WHAT IS BEING ASKED -
Reproduce the listing below word for word, with no pictures.

Location identification entries -
** BEGIN **

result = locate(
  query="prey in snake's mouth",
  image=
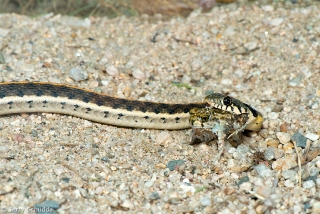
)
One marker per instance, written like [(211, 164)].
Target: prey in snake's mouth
[(226, 118)]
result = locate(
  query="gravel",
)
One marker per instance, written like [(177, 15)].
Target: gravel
[(265, 56)]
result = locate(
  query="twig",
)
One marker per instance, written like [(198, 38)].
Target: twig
[(256, 195), (299, 162)]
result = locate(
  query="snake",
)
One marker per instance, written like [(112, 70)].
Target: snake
[(32, 97)]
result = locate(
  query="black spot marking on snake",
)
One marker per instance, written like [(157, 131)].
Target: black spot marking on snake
[(164, 119), (106, 114), (76, 107), (63, 104), (120, 115), (44, 103), (30, 103), (10, 104)]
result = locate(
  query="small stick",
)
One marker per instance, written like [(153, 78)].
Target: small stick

** END **

SOLUTION BELOW -
result = locate(
  query="prey in snake's mouth",
  image=
)
One marker per instance, written like [(211, 164)].
Target: prey in snake's mouth
[(226, 118)]
result = locate(
  query="gravel",
)
One marker per instance, written like [(177, 15)].
Target: gravel
[(265, 56)]
result = locate(
  query="twig",
)
One marker per instance, written like [(198, 38)].
Target: twig
[(256, 195), (299, 162)]
result = locate(
  query="snake",
)
One marker per instance, written like [(112, 70)].
Target: snake
[(32, 97)]
result = locate(
  query="black spot marking on snake",
)
One marker per instance, written like [(157, 131)].
Target: black spot marking on snake
[(164, 119), (106, 114), (76, 107), (63, 104), (120, 115), (44, 103), (30, 103), (10, 104)]
result = locate(
  query="small stick",
)
One marker per instance, written like [(153, 78)].
Target: small stick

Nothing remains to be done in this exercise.